-- Textauszug --
Um die Wirkung eines Nervengifts wie des Conotoxins verstehen zu können, muss man sich vergegenwärtigen, dass Informationen in den Nervenzellen in Form so genannter Aktionspotentiale (APs) weitergegeben werden. Aktionspotentiale entstehen durch eine Depolarisation der Nervenzellmembran, indem gesteuerte Ionenkanäle die Ionenkonzentration innerhalb und außerhalb der Membran verändern. Die wichtigsten Ionenkanäle sind dabei die Natrium-Kanäle, die den Fluss von Na+-Ionen von außen nach innen steuern, sowie die Kalium-Kanäle, die den Fluss von K+-Ionen von innen nach außen regulieren. Während die δ-Conotoxine an Natrium-Kanälen binden, binden κ-Conotoxine an den Kalium-Kanälen und setzen sie so jeweils außer Funktion. Da nun die beiden wichtigsten Ionen-Kanäle nicht arbeiten, findet eine Weiterleitung des Aktionspotentials nicht statt, die Nervenleitung ist unterbrochen. Je nach Wirkung der Nervenzelle (erregend oder hemmend) führt dies zu einer Verkrampfung oder Lähmung des Muskels, den die Nervenzelle steuert.

 
Die tödlichsten Tiere der Welt - Australien. Die Landkarten-Kegelschnecke,
Conus geographus
. Quelle: YouTube.

Synapsen stellen die Verbindung zwischen Nervenzellen und anderen Nervenzellen (interneurale Synapsen), sowie zwischen Nervenzellen und Muskeln (motorische Endplatte), dar. Hier wird der elektrische Reiz des Aktionspotentials in einen chemischen Reiz umgewandelt, der von einer zur anderen Nervenzelle oder an einen Muskel übertragen werden kann. Dazu verursacht das ankommende Aktionspotential einen Einstrom von Ca2+-Ionen, der zur Produktion von Acetylcholin, einem Neurotransmitter, führt. Das Acetylcholin überquert die postsynaptische Spalte und bindet an Rezeptoren auf der Membran der folgenden Nervenzelle. Dies hat nun wieder den Einstrom von Na+-Ionen zur Folge, der zur Bildung eines neuen Aktionspotentials führt (s.o.). Während die ω-Conotoxine den Einstrom von Ca2+-Ionen verhindern, indem sie dien entsprechenden Kanäle abschalten, verhindern die α-Conotoxine eine Bindung von Acetylcholin an die postsynaptischen Rezeptoren und so die Entstehung eines neuen Aktionspotentials.

-- Datensätze --
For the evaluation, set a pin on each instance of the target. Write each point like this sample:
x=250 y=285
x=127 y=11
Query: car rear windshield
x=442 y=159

==

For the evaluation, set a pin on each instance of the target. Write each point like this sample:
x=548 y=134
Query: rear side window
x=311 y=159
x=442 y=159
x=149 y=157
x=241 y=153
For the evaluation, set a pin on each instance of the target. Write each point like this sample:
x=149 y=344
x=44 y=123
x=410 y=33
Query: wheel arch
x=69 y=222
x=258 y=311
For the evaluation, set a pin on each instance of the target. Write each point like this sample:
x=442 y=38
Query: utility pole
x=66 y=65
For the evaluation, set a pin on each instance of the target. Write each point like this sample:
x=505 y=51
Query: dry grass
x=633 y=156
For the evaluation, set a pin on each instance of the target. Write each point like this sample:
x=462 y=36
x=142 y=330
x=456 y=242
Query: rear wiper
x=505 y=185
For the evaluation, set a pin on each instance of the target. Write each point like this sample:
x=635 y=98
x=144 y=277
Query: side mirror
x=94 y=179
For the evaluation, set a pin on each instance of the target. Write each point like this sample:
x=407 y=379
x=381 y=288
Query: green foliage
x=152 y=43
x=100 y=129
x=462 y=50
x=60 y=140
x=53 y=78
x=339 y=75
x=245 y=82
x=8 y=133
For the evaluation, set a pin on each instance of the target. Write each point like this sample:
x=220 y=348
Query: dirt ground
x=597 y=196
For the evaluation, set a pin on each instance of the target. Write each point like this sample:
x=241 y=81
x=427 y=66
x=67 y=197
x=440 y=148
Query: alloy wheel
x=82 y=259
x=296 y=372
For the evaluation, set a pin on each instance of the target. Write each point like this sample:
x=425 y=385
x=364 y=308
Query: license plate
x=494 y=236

-- Aufgaben --
A) An welche Ionenkanäle binden laut dem Textauszug über Conotoxine die κ-Conotoxine?
B) Schreibe den Textauszug über Conotoxine im Anschluss an seinen letzten Satz weiter.
Die Datensätze werden hierfür nicht gebraucht.

-- Antworten je Aufgabe --
A) An die Kalium-Kanäle.

B)
Mögliche medizinische Nutzung von Conotoxinen

Aufgrund ihres Aufbaus sind Conotoxine hochspezifisch wirksam. Gelingt es der Biochemie, einzelne Bausteine von Conotoxinen nach ihrer Wirkung zu isiolieren, so können gezielt bestimmte Nervenwirkungen beeinflusst und so z.B. Schmerzsymptome behandelt werden. Sowohl am Allgemeinen Krankenhaus (AKH) in Wien, als auch an Kliniken in den USA wird an der möglichen Verwendung von Conotoxinen als Schmerzmittel geforscht. Der Vorteil der Conotoxine als Schmerzmittel liegt in ihrer Spezifizität und der Tatsache, dass sie den Körper garantiert nicht süchtig machen, ganz im Gegenteil zu Schmerzmitteln auf Morphinbasis. Aus diesem Grund können Conotoxin-Derivate besonders bei chronischen Schmerzen gut eingesetzt werden.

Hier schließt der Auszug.